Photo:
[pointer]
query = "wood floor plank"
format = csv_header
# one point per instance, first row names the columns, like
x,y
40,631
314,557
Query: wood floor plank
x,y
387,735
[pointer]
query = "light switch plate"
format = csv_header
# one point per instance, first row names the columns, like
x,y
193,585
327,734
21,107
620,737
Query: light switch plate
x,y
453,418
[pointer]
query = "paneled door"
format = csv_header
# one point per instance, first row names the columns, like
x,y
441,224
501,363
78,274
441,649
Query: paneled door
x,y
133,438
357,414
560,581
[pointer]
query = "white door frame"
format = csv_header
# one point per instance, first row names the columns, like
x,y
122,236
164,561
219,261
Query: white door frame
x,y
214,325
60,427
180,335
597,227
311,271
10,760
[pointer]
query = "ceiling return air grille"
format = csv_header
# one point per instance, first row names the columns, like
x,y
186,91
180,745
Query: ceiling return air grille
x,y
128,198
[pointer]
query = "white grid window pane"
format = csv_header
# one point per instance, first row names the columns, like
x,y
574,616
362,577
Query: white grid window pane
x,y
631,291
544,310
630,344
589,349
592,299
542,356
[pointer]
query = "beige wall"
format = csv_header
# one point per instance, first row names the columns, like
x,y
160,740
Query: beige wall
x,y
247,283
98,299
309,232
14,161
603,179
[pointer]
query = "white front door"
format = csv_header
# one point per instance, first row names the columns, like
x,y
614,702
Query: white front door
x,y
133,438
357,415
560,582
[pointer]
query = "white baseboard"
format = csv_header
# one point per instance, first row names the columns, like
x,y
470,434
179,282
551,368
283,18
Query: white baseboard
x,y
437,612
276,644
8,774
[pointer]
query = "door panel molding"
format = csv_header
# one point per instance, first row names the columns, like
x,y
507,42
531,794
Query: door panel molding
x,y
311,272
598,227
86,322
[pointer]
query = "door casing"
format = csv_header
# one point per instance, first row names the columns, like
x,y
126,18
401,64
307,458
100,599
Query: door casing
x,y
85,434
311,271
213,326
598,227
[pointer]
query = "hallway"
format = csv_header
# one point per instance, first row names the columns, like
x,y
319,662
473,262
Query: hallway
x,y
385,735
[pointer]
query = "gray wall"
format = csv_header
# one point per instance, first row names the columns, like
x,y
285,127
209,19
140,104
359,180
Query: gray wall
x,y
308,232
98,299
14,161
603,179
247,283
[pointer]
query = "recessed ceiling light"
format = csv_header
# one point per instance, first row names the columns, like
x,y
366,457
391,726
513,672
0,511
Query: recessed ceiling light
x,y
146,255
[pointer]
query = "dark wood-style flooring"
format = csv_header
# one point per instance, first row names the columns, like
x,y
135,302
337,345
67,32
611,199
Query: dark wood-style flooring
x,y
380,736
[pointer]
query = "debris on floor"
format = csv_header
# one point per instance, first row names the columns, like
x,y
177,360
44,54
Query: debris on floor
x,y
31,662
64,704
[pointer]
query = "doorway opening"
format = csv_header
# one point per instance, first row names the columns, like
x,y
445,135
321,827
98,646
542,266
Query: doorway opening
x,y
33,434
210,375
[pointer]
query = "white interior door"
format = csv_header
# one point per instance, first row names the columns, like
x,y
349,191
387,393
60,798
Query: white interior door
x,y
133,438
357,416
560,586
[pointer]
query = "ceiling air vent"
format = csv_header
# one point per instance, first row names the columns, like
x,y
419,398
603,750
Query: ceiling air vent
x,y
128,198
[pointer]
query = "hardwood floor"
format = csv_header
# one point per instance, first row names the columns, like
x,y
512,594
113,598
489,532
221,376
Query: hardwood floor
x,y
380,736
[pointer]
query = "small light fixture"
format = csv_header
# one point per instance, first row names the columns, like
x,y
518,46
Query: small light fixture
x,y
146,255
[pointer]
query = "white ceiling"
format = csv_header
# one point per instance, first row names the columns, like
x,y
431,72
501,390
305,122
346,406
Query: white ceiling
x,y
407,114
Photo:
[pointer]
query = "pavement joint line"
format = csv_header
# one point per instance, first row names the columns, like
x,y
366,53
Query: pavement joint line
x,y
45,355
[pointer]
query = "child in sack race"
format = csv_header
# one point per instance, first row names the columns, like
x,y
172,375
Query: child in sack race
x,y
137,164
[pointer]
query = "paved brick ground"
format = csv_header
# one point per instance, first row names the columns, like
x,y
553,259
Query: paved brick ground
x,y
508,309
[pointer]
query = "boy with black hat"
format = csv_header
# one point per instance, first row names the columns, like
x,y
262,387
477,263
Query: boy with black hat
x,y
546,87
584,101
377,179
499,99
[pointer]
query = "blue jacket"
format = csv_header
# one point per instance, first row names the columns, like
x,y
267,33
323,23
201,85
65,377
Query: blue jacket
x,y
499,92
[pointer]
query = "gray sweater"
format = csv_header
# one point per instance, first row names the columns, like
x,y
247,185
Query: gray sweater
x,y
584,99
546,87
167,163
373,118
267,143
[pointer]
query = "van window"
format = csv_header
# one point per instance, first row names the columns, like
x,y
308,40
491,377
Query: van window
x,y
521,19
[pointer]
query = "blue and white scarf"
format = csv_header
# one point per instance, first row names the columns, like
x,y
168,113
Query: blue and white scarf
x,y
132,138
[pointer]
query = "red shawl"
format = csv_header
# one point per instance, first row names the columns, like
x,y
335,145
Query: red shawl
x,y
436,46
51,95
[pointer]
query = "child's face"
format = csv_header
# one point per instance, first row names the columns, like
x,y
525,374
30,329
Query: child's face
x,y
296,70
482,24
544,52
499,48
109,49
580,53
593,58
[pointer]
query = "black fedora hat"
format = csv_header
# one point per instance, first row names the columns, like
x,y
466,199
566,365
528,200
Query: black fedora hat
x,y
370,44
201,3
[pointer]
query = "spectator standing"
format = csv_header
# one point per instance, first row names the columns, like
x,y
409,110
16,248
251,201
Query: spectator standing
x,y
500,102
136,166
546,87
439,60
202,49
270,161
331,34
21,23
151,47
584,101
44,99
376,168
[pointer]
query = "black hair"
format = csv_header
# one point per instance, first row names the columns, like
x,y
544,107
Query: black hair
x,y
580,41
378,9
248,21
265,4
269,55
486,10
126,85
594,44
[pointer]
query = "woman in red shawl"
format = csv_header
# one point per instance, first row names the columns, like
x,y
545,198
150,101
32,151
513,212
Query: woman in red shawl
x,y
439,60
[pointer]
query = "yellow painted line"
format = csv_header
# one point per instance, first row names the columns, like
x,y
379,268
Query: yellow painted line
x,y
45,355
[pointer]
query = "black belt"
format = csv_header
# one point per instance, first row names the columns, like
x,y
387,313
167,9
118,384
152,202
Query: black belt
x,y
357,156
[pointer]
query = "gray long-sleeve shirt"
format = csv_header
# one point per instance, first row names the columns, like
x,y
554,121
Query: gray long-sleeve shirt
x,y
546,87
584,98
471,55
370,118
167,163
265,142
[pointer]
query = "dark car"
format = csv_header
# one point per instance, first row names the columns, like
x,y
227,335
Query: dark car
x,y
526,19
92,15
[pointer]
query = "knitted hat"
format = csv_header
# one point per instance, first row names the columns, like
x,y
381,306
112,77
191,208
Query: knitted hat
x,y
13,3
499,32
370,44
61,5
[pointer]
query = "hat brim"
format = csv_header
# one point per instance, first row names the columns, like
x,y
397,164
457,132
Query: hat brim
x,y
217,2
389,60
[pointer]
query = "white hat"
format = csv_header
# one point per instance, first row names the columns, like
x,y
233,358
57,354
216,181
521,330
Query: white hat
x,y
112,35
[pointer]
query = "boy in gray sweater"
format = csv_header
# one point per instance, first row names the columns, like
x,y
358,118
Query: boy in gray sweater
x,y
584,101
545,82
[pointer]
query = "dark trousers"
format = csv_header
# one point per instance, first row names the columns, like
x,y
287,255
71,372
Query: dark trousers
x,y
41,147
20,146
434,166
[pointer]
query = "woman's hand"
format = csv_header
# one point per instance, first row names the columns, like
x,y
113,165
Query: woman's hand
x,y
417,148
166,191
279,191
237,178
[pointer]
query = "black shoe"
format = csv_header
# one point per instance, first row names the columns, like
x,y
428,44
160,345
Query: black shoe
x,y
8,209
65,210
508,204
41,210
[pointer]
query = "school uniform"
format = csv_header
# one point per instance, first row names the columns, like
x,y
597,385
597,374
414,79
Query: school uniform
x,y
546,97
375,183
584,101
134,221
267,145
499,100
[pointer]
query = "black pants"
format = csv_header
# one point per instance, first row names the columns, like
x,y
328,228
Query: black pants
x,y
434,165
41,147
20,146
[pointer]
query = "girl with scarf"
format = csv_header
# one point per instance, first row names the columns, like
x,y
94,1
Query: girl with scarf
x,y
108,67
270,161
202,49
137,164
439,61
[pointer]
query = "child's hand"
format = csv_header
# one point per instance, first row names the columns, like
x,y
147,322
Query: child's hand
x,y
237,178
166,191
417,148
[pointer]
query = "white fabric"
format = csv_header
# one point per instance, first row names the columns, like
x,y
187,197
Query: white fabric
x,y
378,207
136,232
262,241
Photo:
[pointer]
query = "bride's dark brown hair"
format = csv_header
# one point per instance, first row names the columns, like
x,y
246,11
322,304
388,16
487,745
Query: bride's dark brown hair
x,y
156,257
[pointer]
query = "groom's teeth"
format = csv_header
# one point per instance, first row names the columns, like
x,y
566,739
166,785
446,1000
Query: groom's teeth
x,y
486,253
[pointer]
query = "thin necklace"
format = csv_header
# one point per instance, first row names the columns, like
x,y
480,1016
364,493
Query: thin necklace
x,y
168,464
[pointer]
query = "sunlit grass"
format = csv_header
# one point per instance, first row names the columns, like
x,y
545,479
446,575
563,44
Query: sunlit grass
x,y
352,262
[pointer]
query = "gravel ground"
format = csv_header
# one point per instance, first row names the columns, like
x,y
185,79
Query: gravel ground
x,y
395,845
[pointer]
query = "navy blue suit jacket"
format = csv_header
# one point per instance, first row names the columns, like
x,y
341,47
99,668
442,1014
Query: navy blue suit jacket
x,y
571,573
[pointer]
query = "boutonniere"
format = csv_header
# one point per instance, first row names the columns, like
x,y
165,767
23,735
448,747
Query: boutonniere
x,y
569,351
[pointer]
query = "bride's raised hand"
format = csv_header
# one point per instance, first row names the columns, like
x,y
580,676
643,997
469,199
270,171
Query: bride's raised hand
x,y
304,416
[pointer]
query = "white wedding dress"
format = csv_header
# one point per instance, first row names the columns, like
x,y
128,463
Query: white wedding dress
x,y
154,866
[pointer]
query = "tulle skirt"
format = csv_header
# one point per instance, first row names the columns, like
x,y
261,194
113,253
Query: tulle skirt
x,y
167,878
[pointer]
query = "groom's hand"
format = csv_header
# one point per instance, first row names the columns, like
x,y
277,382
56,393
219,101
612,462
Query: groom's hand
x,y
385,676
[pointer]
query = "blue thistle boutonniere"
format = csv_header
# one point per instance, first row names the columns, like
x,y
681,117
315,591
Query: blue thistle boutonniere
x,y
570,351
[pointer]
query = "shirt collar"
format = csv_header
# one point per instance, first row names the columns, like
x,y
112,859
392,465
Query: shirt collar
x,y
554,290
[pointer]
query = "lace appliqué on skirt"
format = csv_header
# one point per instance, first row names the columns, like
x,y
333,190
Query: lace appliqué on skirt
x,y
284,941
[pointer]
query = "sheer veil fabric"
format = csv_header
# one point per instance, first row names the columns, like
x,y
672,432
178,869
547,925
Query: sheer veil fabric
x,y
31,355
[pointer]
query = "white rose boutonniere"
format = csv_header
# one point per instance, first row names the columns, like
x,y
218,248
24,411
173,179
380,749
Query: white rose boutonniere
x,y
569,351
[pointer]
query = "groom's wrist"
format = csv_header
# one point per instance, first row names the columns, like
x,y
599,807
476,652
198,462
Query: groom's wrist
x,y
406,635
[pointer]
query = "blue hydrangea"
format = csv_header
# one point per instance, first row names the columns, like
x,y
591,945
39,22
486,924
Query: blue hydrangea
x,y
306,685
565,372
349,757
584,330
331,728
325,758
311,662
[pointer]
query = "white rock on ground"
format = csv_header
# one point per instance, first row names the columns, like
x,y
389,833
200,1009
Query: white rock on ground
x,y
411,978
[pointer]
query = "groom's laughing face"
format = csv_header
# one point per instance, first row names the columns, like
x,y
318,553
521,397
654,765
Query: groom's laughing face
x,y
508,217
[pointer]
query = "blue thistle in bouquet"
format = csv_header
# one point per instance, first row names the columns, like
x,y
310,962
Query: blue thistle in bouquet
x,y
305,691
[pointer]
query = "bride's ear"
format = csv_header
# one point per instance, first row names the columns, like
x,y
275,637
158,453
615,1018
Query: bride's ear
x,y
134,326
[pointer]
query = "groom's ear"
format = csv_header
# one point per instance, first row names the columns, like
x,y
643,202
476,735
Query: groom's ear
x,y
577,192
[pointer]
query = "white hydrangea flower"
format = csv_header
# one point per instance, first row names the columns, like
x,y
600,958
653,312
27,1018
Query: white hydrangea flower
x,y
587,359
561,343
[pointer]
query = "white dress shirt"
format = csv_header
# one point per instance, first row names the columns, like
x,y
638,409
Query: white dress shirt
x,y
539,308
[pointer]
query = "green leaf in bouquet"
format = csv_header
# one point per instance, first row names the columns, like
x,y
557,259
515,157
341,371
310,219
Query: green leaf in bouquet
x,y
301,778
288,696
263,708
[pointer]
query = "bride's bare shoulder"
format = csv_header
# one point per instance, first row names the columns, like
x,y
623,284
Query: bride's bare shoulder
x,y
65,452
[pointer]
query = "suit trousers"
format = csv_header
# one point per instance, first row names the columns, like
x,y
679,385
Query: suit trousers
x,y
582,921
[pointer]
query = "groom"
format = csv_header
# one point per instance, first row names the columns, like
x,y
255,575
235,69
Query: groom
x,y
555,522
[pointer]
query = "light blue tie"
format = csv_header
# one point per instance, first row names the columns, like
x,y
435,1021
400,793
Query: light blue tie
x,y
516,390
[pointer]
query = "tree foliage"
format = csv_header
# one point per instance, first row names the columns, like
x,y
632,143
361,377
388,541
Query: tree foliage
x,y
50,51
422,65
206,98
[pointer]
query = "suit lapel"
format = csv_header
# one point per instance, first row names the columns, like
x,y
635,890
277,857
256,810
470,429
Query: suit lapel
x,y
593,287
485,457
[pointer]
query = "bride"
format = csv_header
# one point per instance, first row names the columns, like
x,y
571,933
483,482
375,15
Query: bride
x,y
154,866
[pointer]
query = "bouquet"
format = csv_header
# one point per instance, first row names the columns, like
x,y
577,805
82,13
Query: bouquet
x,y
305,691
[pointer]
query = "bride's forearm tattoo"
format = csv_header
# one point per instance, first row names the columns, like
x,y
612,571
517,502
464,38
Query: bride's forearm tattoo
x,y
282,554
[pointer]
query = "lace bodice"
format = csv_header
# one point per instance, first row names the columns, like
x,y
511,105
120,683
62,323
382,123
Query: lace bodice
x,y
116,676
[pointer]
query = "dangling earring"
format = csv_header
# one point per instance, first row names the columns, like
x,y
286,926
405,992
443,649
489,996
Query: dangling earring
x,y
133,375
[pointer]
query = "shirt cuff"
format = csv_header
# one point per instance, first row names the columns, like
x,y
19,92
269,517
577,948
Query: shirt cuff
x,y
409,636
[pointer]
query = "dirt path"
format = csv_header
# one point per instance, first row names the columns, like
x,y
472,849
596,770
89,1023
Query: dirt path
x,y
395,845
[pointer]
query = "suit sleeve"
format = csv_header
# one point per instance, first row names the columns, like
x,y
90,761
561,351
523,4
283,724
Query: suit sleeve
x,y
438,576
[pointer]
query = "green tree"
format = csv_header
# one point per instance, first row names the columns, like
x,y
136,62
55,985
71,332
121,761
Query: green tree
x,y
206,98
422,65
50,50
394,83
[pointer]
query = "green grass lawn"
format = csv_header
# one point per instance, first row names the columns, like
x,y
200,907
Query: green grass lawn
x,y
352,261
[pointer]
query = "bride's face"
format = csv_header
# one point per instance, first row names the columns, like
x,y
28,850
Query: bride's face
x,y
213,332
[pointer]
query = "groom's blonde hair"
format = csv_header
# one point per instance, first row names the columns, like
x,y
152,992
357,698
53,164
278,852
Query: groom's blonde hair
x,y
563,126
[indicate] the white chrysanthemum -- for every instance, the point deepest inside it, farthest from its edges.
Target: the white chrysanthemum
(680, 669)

## Task statement
In the listing above, find the line containing "[indicate] the white", then reproduce it and each line after it through the end, exactly and with nothing added.

## Written reply
[indicate] the white chrysanthemum -- for every instance, the point deepest inside it, farthest from its edges.
Target: the white chrysanthemum
(680, 669)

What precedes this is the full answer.